> _TEXT SHOWN_
The van Essos had few options. They found places that they thought were safe to hide their mothers, Ada’s grandmothers, and a doctor agreed to care for their youngest son, Maukie, who was physically and mentally impaired. Then her parents paid someone to aid their escape to Switzerland with Ada and her older brother, Leo.

“We were told that we could go to the train station. We could take the train to go to Switzerland so that will be taken care of. And it was totally crooked,” Ada van Esso said. “It was somebody who took all the money and saw to it that we were all put in prison.”

Captured at the German border, the family was sent first to a prison camp in Cologne and then a former old people’s retirement home in Berlin.

“From there, they put us on the train to Auschwitz,” she said. “We were put in cattle cars. This one was covered.”

They traveled four or five days without food, she said, “till the train stopped and that was in Auschwitz.” 

As they left the train in April 1943, men were sent to one line, women to another, she said. 

“A doctor was looking at you and he went like that —” Ada waved a thumb in the air — “one went to the camp, and the other went to the gas chambers, but we didn’t know that.”

Women with young children wound up in the gas camps, van Dam said.

“She was 15 years old; her mom was 40 years old,” she said of her mother. “They were both deemed fit to go ahead and work for the Nazis for a while until they didn’t live anymore.”

The Nazis shaved all their body hair, issued them striped uniforms, and tattooed a number on their left forearm. Everyone spoke German, not Dutch. It was noisy, with dogs barking and people screaming and shouting orders. An overwhelming stench permeated the air as the prisoners stood in the cold for roll call.

“It stinks to high heaven,” van Dam said. “They’re burning bodies. Of course it stinks.”

> _PROMPT 1_
In the Ada van Esso account, in what month and year did the family leave the train at Auschwitz?
> _PROMPT 2_
Please carry the Ada van Esso account forward from its last paragraph.
These rows were taken from an unrelated source.

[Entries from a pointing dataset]
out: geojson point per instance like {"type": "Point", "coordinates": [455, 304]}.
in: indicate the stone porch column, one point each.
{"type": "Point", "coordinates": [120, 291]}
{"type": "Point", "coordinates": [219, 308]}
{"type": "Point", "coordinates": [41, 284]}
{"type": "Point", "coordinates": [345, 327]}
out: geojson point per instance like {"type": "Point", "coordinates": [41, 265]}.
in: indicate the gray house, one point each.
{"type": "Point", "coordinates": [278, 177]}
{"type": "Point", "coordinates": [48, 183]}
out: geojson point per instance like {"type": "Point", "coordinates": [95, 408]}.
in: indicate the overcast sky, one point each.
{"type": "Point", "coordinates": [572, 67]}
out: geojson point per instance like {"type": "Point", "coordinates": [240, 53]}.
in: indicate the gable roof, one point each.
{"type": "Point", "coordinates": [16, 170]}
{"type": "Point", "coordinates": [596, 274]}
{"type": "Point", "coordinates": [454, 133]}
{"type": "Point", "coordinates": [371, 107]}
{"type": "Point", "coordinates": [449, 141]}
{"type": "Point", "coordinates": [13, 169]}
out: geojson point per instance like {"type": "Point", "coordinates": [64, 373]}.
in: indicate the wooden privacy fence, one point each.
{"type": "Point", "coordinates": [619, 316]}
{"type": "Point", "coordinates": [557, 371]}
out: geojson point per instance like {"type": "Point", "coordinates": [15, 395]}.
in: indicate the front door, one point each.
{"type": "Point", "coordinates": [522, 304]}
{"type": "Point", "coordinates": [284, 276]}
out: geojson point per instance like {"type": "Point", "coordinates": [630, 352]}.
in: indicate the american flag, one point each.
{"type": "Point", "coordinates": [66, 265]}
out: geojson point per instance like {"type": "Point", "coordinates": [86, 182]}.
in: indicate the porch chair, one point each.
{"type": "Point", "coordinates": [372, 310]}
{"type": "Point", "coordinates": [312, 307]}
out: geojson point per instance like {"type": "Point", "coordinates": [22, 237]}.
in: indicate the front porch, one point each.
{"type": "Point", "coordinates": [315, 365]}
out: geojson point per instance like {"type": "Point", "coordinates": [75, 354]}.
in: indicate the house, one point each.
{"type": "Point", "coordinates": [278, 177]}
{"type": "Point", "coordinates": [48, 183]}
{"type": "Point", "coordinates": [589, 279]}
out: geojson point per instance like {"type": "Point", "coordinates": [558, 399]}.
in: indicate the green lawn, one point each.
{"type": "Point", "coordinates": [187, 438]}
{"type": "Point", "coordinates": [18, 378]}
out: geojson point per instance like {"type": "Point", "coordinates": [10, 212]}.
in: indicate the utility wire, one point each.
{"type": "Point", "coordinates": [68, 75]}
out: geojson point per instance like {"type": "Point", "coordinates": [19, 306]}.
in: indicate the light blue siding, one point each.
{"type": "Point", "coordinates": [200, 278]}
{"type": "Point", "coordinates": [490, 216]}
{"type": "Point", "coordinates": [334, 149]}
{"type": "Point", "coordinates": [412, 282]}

> _EXPECTED ANSWER 1_
April 1943.

> _EXPECTED ANSWER 2_
Ada was told that Dutch Jews don’t last in the camps; that she’d be dead in two weeks.

Within a few weeks, while her mother lay dying, Ada was offered the chance to work in the laundry. She washed primarily Nazi uniforms, while others dried, ironed and sewed them. At times, they tore the uniforms to create work for others so they would live another day. 

“Because everything you can do to them to damage anything that belonged to the Germans, you do,” Ada van Esso said.

She credits her job in the laundromat for her survival. 

“It was a building,” she said. “And it was downstairs. Comparatively to Auschwitz and Birkenau, it was luxury.”

As Soviet soldiers threatened from the east, the Nazis in January 1945 sent Auschwitz prisoners 370 miles away to Ravensbrück concentration camp, often in uncovered cattle cars or on a death march through snow during one of the coldest winters in European history. Ada secreted away extra articles of clothes for added protection.

 “One out of three people didn’t make it,” van Dam said. “If they dropped out, they were either shot or just left to freeze.”

Again at Ravensbrück, the Nazis selected some prisoners to work and others to die. Although depleted, Ada persuaded them she could work. They assigned her to pick nettles with bare hands in the dead of winter. 

Folke Bernadotte, a Swedish aristocrat who heard of plans to liquidate all prisoners, negotiated with SS Officer Heinrich Himmler the release of 31,000 prisoners from Nazi concentration camps. They were loaded onto white buses bearing red crosses and driven to Lübeck, Germany, and from there traveled by ship to Malmö, Sweden. 

Ada, weighing only 60 pounds, boarded one of those buses. She stayed in Sweden for four months recuperating in the tiny town of Skatås. 

After the war ended, she flew home to Holland and lived with friends for a short time before finding a place of her own. Authorities told her she couldn’t live alone at only 17 but backed off after she told them she had survived two years in Auschwitz. She returned to schools taught by Jewish teachers and professionals.

“This was basically an AP program on steroids,” van Dam said.

When a new train of survivors arrived, people left school to see if they could find family members.

Unfortunately, Ada lost her grandmothers, her parents, and her brother Leo in the Holocaust. Only one cousin, Annet, survived in hiding as did her disabled younger brother, Maukie. Her brother didn’t recognize her when she met him and died shortly afterward.

Of the 140,000 Dutch Jews in the Netherlands before the war, van Dam said, only 5,200 survived the deportations.

Ada van Esso was one of them.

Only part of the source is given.